# SET TASK 1
Put the rows under Block 1 into a Markdown table with two columns, Row and Line. Number each row in Row, put its line in Line, and leave out any blank lines.

Cameron et al. (2021) go on to discuss at length the issues associated with cyclone damage to mangroves either through physical damage to vegetation from severe winds or hydrological changes brought about by sediment stripping or loading during accompanying storm surge and extending this to the potential for Blue Carbon projects and other management interventions.
This is an extensive and detailed coverage of what is clearly a very complex, site and event specific subject which is receiving a significant amount of research internationally. As such it is a very useful account for the LEDS consideration of mangrove Blue Carbon potential, it is, however, the briefest of snapshots in terms of applying the complexities to Fiji’s circumstances.
The paper’s final word on the subject is a telling reminder to all and is very relevant as well to the unsustainable mangrove afforestation initiatives currently being encouraged in Fiji.

# SET TASK 2
Using the passage on cyclone damage to mangroves, mark each statement yes or no, and quote the words from the passage that decide it. (a) Cameron et al. (2021) treat severe winds as one cause of damage to mangroves. (b) The passage calls the coverage a thorough application of the complexities to Fiji's circumstances. (c) The passage describes the mangrove afforestation initiatives being encouraged in Fiji as sustainable.

# EXERCISE DATA
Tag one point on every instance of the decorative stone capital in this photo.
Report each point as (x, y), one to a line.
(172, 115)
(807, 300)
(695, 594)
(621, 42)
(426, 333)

# WRITTEN REPLY 1
| Row | Line |
|---|---|
| 1 | Tag one point on every instance of the decorative stone capital in this photo. |
| 2 | Report each point as (x, y), one to a line. |
| 3 | (172, 115) |
| 4 | (807, 300) |
| 5 | (695, 594) |
| 6 | (621, 42) |
| 7 | (426, 333) |

# WRITTEN REPLY 2
(a) Yes: "physical damage to vegetation from severe winds"
(b) No: "it is, however, the briefest of snapshots in terms of applying the complexities to Fiji’s circumstances"
(c) No: "the unsustainable mangrove afforestation initiatives currently being encouraged in Fiji"